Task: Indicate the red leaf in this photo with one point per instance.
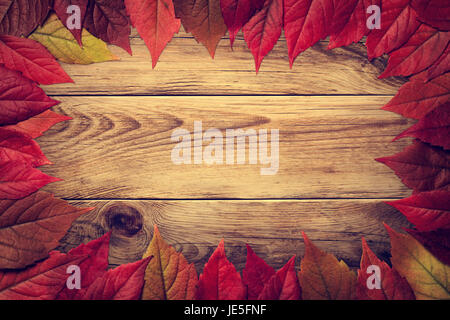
(416, 98)
(424, 48)
(18, 180)
(219, 280)
(433, 12)
(434, 128)
(122, 283)
(15, 146)
(93, 267)
(398, 23)
(40, 282)
(264, 29)
(31, 227)
(255, 274)
(428, 211)
(37, 125)
(108, 20)
(156, 23)
(236, 13)
(202, 18)
(23, 16)
(20, 98)
(393, 286)
(60, 7)
(350, 22)
(283, 285)
(437, 242)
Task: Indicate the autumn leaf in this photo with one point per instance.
(168, 275)
(40, 282)
(427, 276)
(156, 23)
(61, 43)
(236, 13)
(202, 18)
(32, 59)
(220, 280)
(23, 16)
(18, 180)
(122, 283)
(323, 277)
(20, 98)
(398, 24)
(428, 211)
(255, 274)
(415, 98)
(31, 227)
(264, 29)
(34, 127)
(434, 128)
(423, 48)
(421, 167)
(392, 285)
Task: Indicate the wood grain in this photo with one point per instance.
(272, 228)
(120, 147)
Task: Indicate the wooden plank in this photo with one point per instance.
(120, 147)
(272, 228)
(185, 68)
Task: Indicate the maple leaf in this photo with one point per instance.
(34, 127)
(392, 285)
(236, 13)
(437, 242)
(18, 180)
(398, 23)
(20, 98)
(434, 128)
(61, 43)
(423, 48)
(433, 12)
(156, 23)
(416, 98)
(427, 276)
(22, 16)
(122, 283)
(421, 167)
(40, 282)
(31, 227)
(168, 276)
(202, 18)
(15, 146)
(323, 277)
(263, 30)
(32, 59)
(219, 280)
(60, 7)
(428, 211)
(350, 22)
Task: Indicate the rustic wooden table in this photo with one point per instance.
(115, 153)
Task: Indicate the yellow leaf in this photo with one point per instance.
(427, 276)
(168, 275)
(61, 43)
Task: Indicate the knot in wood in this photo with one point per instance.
(124, 219)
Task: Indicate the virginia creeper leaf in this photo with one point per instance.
(219, 280)
(392, 285)
(168, 275)
(156, 23)
(31, 227)
(427, 276)
(323, 277)
(421, 167)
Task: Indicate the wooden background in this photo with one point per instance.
(115, 153)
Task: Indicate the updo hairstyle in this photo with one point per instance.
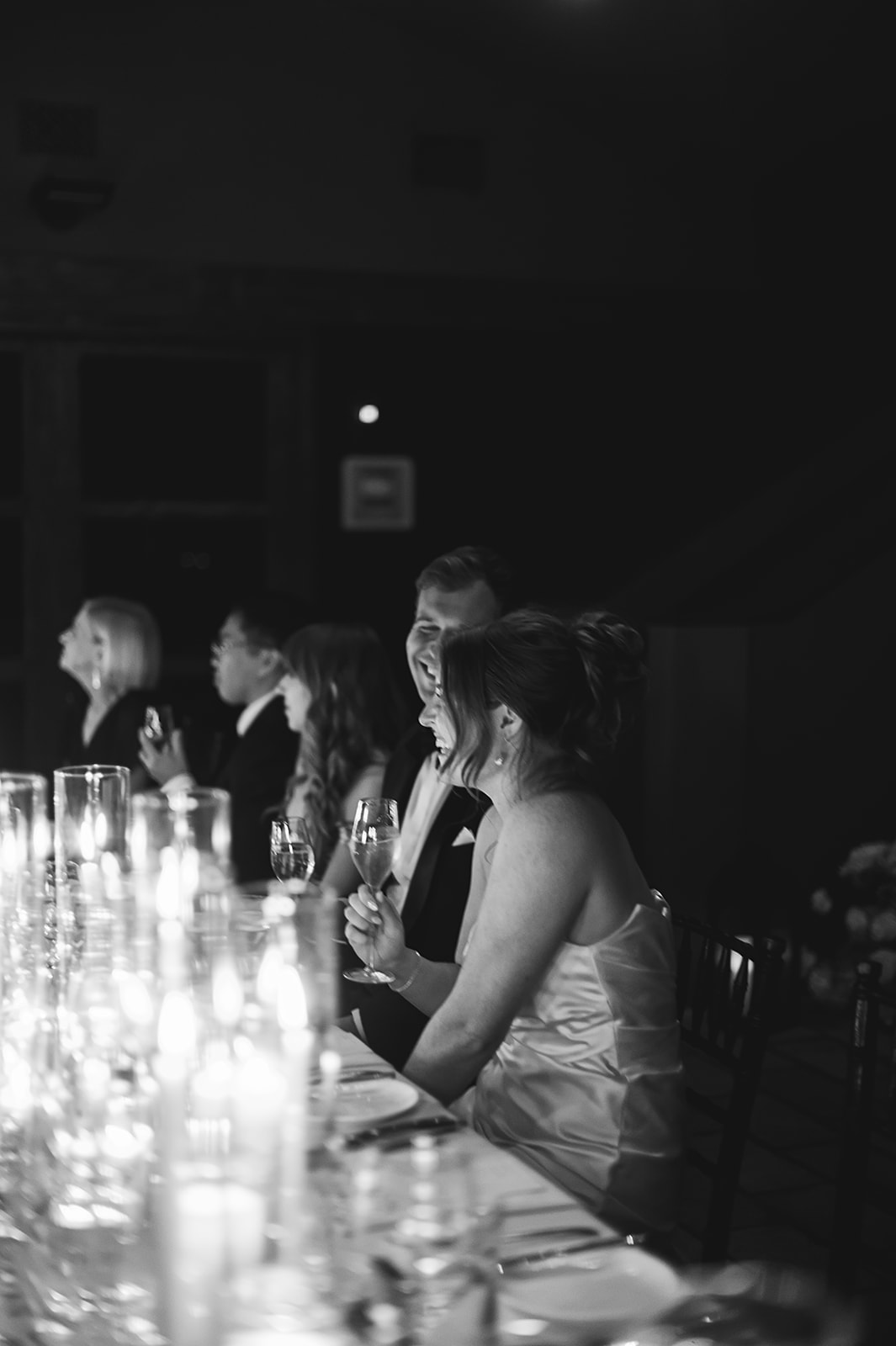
(570, 681)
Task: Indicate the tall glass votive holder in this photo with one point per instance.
(90, 821)
(24, 843)
(23, 956)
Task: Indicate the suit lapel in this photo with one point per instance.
(459, 811)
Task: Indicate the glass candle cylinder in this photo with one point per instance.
(24, 841)
(90, 824)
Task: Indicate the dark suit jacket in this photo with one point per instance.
(255, 767)
(435, 905)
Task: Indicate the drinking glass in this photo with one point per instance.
(373, 843)
(416, 1242)
(23, 960)
(179, 851)
(90, 821)
(292, 856)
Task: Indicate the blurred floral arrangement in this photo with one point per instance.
(852, 919)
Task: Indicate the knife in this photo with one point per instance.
(350, 1074)
(520, 1262)
(401, 1131)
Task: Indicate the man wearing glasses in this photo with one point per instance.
(253, 764)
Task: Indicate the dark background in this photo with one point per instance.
(619, 278)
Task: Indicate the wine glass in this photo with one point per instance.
(292, 855)
(372, 845)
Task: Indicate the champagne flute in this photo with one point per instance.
(372, 845)
(292, 855)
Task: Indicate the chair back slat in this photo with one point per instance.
(869, 1116)
(727, 999)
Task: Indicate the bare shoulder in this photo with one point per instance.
(560, 813)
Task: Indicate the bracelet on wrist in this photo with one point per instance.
(411, 979)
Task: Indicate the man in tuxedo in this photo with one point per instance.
(257, 755)
(460, 589)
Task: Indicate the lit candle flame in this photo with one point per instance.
(292, 1007)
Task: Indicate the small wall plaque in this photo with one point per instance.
(377, 495)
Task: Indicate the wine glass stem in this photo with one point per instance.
(374, 894)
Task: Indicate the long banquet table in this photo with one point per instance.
(534, 1216)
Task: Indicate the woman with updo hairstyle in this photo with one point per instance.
(556, 1030)
(114, 652)
(342, 699)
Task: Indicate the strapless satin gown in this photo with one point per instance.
(587, 1087)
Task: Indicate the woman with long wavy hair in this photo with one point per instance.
(342, 699)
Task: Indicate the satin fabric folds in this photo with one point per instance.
(587, 1085)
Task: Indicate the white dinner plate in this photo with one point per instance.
(602, 1289)
(361, 1103)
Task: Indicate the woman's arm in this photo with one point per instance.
(379, 935)
(540, 879)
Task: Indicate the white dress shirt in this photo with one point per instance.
(184, 780)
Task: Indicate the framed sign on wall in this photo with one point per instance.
(377, 495)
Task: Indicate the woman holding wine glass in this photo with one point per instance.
(341, 697)
(556, 1030)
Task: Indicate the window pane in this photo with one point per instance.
(11, 569)
(13, 729)
(9, 424)
(188, 571)
(172, 428)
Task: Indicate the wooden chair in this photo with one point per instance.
(727, 1003)
(869, 1115)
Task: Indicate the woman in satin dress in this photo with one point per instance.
(556, 1031)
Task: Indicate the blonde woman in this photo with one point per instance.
(114, 652)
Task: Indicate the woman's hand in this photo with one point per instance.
(375, 933)
(163, 760)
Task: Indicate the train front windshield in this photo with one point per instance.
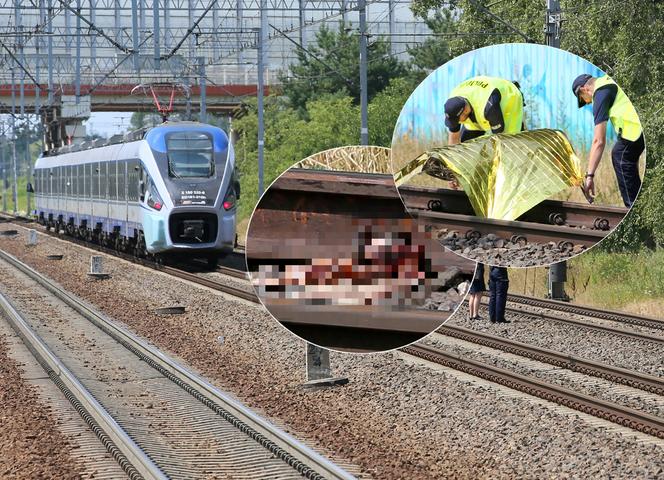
(190, 155)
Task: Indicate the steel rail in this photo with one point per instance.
(618, 414)
(280, 443)
(553, 212)
(592, 326)
(207, 282)
(131, 458)
(648, 383)
(532, 232)
(588, 311)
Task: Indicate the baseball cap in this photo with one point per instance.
(579, 82)
(453, 108)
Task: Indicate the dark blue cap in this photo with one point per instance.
(579, 82)
(454, 107)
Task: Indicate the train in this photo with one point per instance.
(163, 192)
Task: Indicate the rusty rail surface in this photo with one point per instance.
(550, 221)
(309, 214)
(648, 383)
(603, 314)
(612, 412)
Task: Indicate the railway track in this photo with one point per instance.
(564, 223)
(613, 412)
(583, 324)
(648, 383)
(179, 272)
(588, 311)
(155, 417)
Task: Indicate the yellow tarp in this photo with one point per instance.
(504, 175)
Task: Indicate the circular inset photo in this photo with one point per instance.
(336, 259)
(518, 155)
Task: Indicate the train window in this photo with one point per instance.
(103, 180)
(122, 174)
(94, 178)
(79, 180)
(74, 180)
(133, 169)
(112, 180)
(85, 190)
(189, 155)
(64, 180)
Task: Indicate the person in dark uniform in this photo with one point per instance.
(498, 286)
(611, 104)
(483, 105)
(476, 289)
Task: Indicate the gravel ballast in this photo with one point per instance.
(395, 419)
(578, 382)
(31, 446)
(616, 350)
(493, 250)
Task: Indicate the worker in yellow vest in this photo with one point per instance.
(611, 103)
(483, 105)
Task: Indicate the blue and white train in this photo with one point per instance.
(171, 189)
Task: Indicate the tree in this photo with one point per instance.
(333, 121)
(332, 67)
(434, 51)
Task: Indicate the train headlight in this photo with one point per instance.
(231, 198)
(154, 200)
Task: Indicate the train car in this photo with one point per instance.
(165, 191)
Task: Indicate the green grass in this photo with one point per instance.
(617, 281)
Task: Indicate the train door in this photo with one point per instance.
(134, 179)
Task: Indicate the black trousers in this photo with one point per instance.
(497, 299)
(625, 156)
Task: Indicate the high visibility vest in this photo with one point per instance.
(622, 114)
(476, 91)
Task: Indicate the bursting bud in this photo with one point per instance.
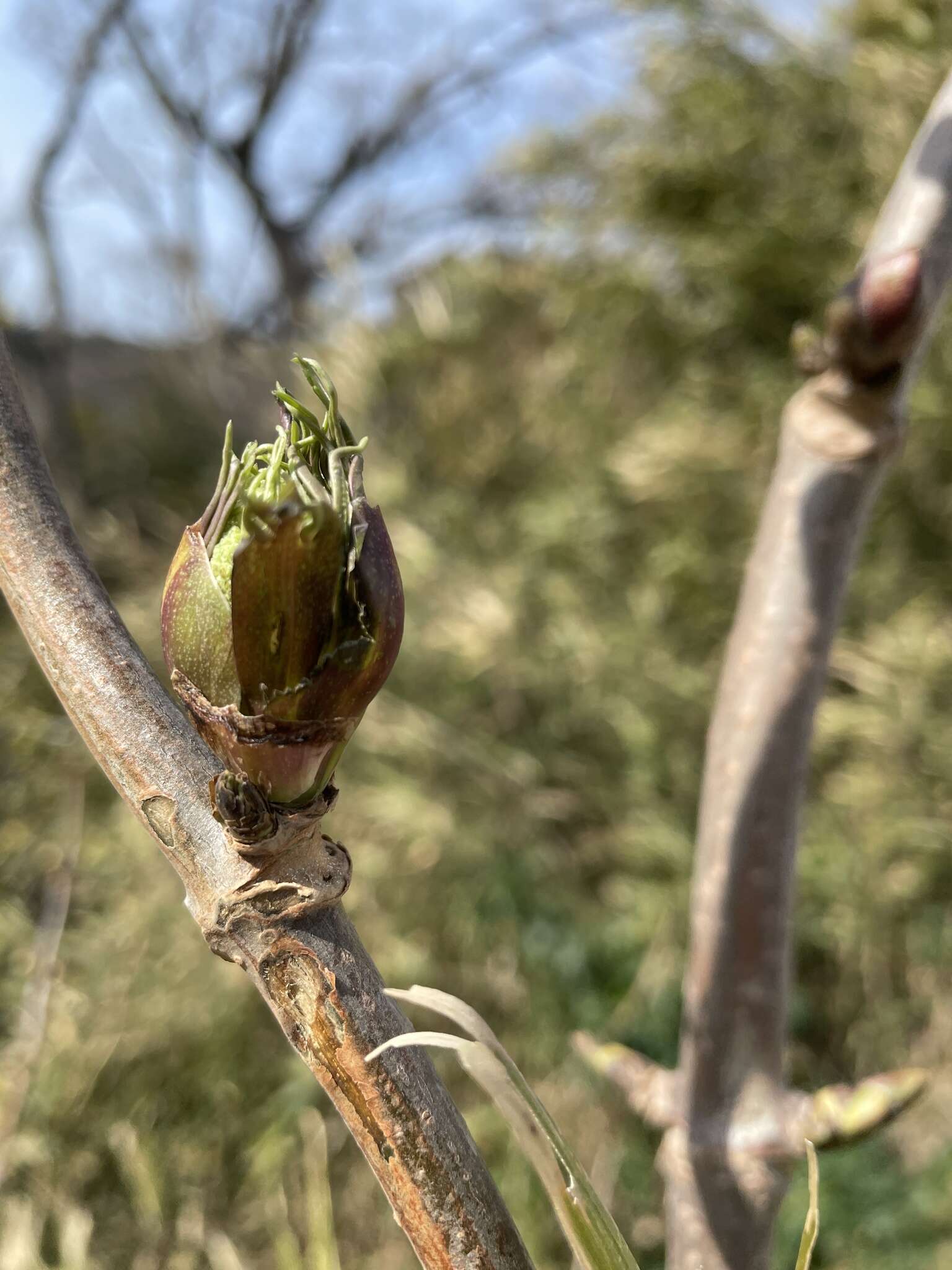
(283, 611)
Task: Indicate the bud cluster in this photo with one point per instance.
(283, 610)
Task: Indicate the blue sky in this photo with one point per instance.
(102, 246)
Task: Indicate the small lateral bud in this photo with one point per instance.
(889, 291)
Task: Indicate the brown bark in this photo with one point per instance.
(726, 1157)
(733, 1127)
(277, 920)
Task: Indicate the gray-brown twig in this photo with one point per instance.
(735, 1126)
(273, 920)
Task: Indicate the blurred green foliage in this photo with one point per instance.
(570, 447)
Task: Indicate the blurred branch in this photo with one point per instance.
(420, 110)
(19, 1060)
(728, 1155)
(307, 963)
(76, 89)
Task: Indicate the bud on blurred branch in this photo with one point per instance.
(283, 609)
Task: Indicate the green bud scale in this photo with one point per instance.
(283, 610)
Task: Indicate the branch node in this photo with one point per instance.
(258, 828)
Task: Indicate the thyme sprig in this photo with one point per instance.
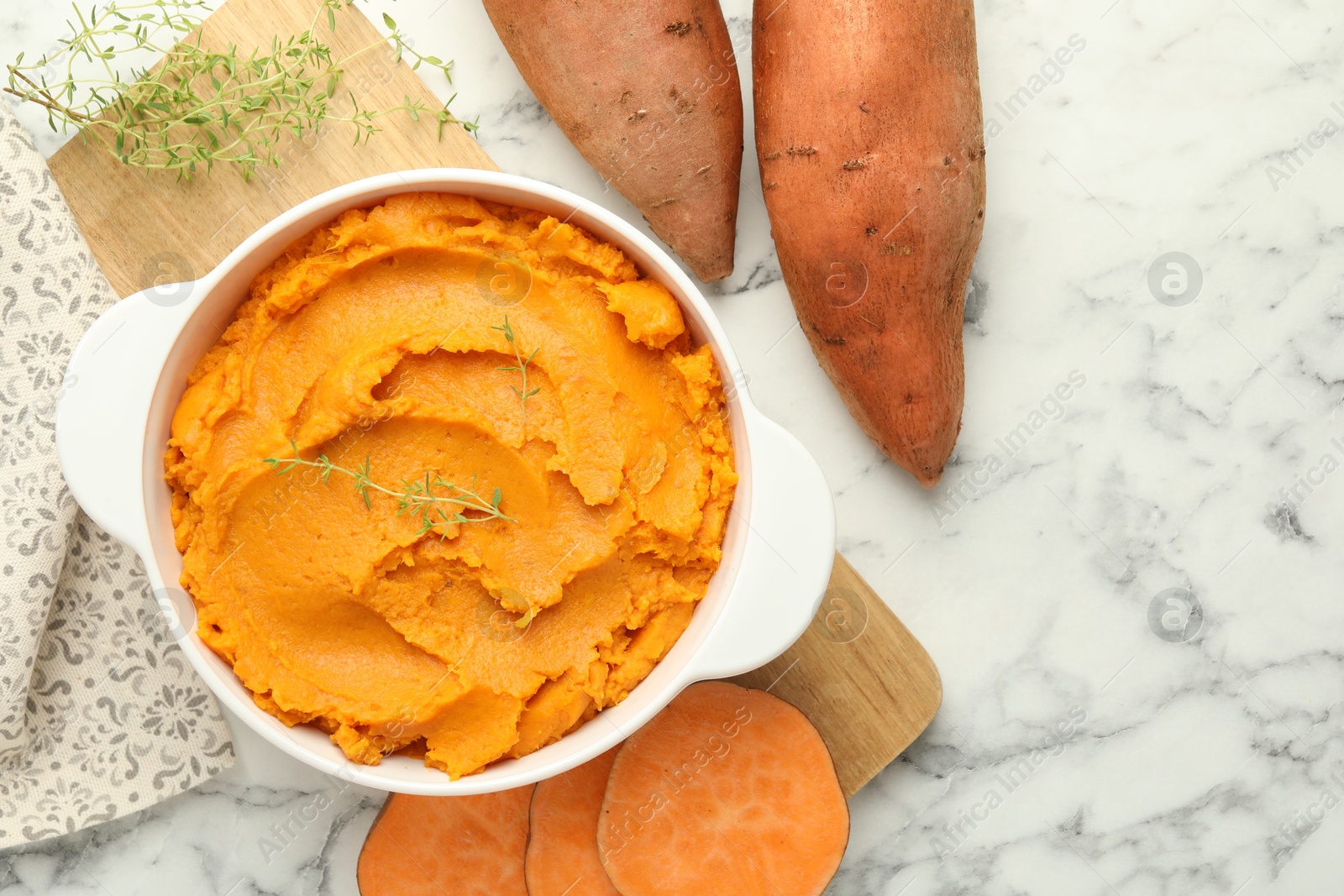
(523, 394)
(416, 496)
(201, 107)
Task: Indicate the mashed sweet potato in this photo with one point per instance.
(381, 340)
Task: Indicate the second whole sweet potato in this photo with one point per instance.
(873, 160)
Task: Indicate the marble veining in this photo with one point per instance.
(1099, 735)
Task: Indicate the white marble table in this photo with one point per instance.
(1082, 748)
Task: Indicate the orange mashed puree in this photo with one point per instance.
(380, 340)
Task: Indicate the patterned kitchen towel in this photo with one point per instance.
(100, 712)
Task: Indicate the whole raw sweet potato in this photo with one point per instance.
(871, 148)
(648, 93)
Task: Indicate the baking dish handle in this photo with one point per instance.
(786, 563)
(104, 409)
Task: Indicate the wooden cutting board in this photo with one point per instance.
(862, 679)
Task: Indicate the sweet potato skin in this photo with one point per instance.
(648, 93)
(873, 160)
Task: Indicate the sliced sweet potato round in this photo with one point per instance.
(725, 792)
(460, 846)
(562, 846)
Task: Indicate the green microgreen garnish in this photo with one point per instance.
(420, 497)
(523, 394)
(201, 107)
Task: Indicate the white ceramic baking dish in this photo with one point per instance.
(129, 371)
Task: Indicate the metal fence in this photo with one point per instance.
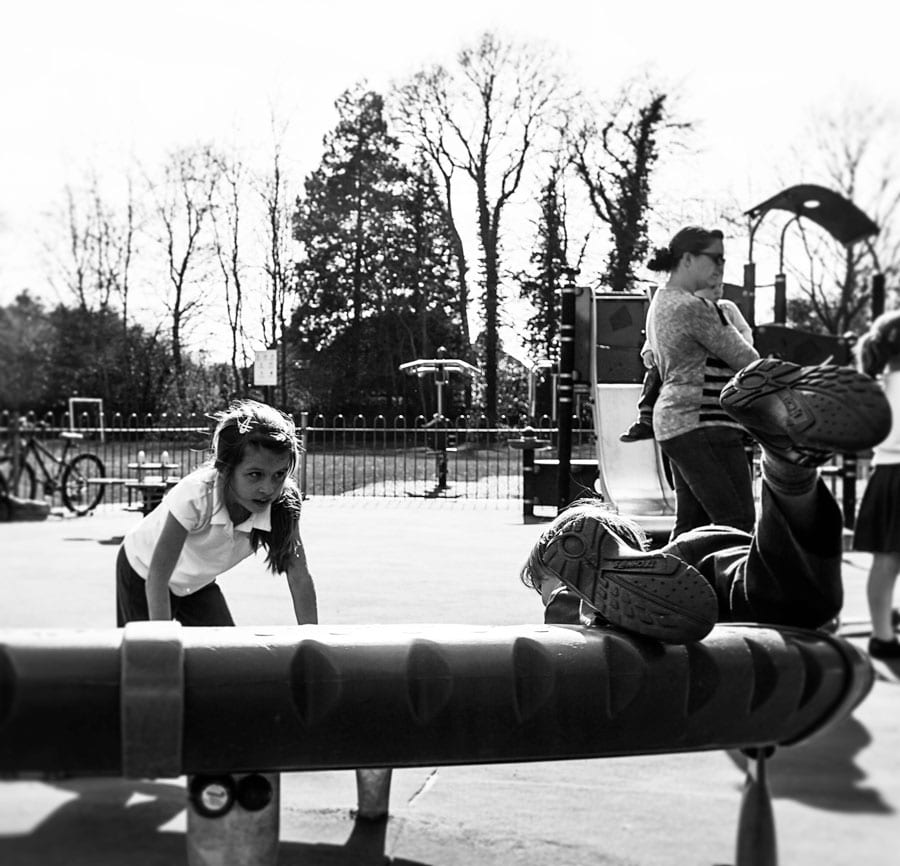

* * * * * * *

_Exercise goal:_
Please output exactly the lines from the line containing "Task: Indicate the patterned" through the last line of the records above, both included, and leave out any pictures.

_Task output:_
Task: Indicate the patterned kitchen towel in this photo with one point per instance.
(100, 712)
Task: Indicate the whole raw sweet potato in this photo with one point per instance.
(871, 148)
(648, 93)
Task: Indicate the baking dish handle in this photo with one point per instance.
(786, 563)
(104, 409)
Task: Indicate the wooden cutting board in this photo with one point per instance.
(862, 679)
Task: Indicate the sweet potato skin in this photo with one point per instance.
(648, 93)
(873, 160)
Task: Indicate the sliced sweet potato round in this photo with one point per instance.
(725, 792)
(460, 846)
(562, 846)
Task: Indicate the green microgreen garnish in this photo with one point per instance.
(420, 497)
(523, 394)
(201, 107)
Task: Indicate the white ceramic baking dish in this photo with one point per instance.
(129, 371)
Task: Indicate the metal fence in this photo with one point per instance.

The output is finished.